- **To do**: Copy everything in the data from the line containing "Return an outline for every instance of the wildflower" down to the end. Multiply every coordinate in the answers by 2.5 and round each to a whole number, with halves rounding up, and keep every other line unchanged.

- **Provided data**:
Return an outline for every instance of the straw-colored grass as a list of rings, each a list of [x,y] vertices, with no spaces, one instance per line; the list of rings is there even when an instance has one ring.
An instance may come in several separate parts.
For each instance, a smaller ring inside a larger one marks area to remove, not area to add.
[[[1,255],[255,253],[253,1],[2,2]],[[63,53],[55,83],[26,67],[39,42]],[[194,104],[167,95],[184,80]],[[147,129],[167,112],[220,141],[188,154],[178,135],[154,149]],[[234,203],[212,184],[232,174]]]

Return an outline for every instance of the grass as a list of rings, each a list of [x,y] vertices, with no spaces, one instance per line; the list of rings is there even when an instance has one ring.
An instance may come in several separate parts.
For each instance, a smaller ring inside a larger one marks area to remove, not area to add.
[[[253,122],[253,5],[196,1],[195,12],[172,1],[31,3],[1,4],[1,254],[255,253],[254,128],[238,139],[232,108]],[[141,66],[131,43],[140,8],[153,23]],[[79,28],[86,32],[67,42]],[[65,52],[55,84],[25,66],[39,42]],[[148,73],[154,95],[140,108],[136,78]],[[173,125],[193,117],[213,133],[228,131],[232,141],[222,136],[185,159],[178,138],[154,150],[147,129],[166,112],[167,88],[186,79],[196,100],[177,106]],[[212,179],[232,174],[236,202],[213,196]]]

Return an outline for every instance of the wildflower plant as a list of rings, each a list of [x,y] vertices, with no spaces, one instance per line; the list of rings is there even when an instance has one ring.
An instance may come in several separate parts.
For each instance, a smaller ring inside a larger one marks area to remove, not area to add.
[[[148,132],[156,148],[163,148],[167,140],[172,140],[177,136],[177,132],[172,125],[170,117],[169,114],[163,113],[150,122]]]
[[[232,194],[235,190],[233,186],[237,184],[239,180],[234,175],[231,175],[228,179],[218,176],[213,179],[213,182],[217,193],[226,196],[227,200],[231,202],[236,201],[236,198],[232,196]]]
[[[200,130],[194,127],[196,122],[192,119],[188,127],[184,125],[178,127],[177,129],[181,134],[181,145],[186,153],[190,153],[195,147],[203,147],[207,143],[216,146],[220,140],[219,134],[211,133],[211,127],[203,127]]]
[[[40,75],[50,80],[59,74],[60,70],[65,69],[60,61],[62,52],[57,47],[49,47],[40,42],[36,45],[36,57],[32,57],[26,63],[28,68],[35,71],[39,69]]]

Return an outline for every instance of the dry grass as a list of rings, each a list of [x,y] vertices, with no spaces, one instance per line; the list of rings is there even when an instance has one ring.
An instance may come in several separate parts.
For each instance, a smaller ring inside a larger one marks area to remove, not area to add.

- **Result**:
Return an outline for every instance of the wildflower plant as a list of rings, each a list of [x,y] vertices, with no spaces, one instance per line; the list of rings is there even when an instance has one ring.
An instance may come in several separate parts.
For each instance, a smaller ring inside a larger one marks area to remove, not area to add.
[[[370,330],[390,370],[408,370],[418,350],[430,350],[443,340],[443,330],[430,313],[425,293],[423,285],[408,283],[375,305]]]
[[[580,485],[588,475],[583,465],[593,460],[598,450],[585,438],[578,438],[570,448],[545,440],[533,448],[533,455],[543,483],[565,490],[568,500],[578,505],[590,503],[590,495],[580,490]]]
[[[500,325],[485,318],[490,305],[480,298],[470,318],[460,313],[445,318],[443,323],[453,335],[453,363],[465,383],[475,383],[488,368],[508,368],[518,358],[540,365],[550,350],[548,335],[528,333],[528,318],[508,318]]]
[[[100,188],[125,200],[148,185],[150,175],[163,173],[150,153],[155,130],[143,118],[123,118],[100,105],[90,113],[90,143],[80,143],[65,158],[70,170],[88,178],[98,173]]]

Return an outline for every instance of the dry grass as a list of rings, each a list of [x,y] vertices, with no spaces, one instance per line; the list of rings is there even when an instance has one ring.
An instance may come in several separate parts.
For each instance, a smaller ring inside a larger one marks area to remove, not area to add.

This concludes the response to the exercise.